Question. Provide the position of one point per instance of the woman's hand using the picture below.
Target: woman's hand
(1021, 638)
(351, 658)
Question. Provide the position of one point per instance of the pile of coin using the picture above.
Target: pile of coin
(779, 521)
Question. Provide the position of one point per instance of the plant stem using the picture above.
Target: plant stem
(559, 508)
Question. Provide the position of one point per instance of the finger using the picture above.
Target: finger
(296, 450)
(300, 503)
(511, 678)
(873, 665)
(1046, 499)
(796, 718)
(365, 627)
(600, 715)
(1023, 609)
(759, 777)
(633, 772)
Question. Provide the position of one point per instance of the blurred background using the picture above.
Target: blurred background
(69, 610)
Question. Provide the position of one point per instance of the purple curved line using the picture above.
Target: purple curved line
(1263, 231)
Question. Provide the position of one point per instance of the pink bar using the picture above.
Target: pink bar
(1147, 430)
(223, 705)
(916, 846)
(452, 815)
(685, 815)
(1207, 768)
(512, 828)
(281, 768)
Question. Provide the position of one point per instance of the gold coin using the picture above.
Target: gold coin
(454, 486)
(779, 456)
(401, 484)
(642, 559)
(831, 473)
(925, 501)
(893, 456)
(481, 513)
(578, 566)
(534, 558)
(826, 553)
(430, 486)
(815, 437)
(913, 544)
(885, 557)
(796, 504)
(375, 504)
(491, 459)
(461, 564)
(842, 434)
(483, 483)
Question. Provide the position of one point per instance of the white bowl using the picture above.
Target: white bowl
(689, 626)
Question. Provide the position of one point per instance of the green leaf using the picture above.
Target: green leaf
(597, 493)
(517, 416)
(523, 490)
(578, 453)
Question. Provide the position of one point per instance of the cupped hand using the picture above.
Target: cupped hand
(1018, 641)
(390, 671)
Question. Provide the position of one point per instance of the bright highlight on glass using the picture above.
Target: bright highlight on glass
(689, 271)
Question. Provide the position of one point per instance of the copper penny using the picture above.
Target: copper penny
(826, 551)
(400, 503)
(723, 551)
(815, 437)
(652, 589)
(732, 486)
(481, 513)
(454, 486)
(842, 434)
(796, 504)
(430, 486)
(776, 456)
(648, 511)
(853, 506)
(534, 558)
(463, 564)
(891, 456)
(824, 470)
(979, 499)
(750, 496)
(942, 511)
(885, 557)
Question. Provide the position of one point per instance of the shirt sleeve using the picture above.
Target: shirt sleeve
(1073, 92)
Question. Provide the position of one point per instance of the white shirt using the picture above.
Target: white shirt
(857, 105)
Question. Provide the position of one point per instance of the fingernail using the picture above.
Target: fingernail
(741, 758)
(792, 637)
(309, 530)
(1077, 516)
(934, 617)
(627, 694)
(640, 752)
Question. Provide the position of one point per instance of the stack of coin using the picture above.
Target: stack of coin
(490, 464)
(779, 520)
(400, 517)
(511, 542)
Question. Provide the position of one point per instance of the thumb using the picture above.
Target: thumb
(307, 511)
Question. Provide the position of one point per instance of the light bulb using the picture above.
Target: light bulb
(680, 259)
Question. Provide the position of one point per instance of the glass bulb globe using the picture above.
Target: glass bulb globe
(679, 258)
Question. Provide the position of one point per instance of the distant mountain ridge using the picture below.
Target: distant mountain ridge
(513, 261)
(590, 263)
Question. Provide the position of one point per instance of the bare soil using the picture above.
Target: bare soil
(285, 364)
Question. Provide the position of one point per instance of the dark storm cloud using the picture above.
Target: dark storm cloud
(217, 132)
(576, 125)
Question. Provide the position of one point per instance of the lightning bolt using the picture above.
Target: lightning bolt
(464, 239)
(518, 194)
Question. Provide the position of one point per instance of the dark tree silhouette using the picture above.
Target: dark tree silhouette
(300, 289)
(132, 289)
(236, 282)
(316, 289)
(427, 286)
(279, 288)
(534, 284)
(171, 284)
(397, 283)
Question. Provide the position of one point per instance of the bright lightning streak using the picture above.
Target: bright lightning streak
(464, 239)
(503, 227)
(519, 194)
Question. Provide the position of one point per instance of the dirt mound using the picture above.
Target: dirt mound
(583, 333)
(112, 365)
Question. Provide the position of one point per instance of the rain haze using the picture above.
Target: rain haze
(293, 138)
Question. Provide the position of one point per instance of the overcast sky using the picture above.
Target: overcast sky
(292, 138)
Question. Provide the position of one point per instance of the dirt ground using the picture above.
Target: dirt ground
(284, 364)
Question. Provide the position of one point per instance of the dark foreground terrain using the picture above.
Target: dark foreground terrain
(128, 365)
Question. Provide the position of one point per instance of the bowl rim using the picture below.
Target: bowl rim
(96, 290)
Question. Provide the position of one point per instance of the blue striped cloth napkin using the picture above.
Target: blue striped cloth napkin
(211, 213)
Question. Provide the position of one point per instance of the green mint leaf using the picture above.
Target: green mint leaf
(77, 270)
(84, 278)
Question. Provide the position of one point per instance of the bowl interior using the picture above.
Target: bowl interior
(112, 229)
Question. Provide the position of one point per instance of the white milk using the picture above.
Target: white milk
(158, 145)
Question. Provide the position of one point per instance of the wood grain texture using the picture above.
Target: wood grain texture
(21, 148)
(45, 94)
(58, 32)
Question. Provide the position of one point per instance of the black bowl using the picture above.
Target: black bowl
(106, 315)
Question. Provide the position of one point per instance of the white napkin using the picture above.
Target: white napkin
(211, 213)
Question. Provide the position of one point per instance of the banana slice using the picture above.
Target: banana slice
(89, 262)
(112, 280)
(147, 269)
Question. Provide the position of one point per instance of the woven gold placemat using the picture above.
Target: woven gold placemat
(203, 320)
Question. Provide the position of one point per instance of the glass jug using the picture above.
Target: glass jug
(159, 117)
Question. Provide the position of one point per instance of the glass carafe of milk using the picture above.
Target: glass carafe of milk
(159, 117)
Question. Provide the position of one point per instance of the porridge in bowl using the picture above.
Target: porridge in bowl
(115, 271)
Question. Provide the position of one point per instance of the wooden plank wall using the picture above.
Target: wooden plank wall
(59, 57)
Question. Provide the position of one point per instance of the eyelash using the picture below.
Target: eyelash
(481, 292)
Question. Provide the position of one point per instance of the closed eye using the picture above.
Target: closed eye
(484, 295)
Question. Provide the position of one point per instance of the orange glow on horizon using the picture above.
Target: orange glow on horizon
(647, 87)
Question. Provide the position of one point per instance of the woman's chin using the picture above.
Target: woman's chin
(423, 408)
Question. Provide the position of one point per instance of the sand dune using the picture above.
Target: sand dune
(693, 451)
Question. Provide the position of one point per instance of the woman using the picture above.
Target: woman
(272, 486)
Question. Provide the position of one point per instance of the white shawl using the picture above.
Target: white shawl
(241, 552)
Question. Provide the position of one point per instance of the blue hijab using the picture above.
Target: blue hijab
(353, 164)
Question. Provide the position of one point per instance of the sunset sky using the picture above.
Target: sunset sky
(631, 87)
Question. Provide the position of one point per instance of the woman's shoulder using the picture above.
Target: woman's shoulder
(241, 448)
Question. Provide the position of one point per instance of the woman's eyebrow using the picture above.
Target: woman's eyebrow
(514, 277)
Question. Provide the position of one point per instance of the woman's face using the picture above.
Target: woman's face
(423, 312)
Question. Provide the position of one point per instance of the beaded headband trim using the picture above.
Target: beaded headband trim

#####

Goal of the exercise - Reproduce every line of the entries from the line containing "sunset sky using the picture above." through the end of the entries, inclusive, offsetting each coordinate in the answers by adding -24 and leaving all other text unchanged.

Solution for this exercise -
Question. Provide the position of one point per instance of the sunset sky using the picture above.
Target: sunset sky
(607, 63)
Question. Provide the position of one point per instance of the woman's shoulder using the picture above.
Target: woman's shoulder
(217, 424)
Question. Provide the position of one point per instance of the woman's eyebrow using the picture above.
Target: woman's eyebrow
(490, 253)
Question. Provide the position of one point per instance of the woman's face using the picture above.
Target: woman's face
(399, 288)
Question. Provide the position of one point per instance of the beaded headband trim using the picture above.
Target: beaded headband trim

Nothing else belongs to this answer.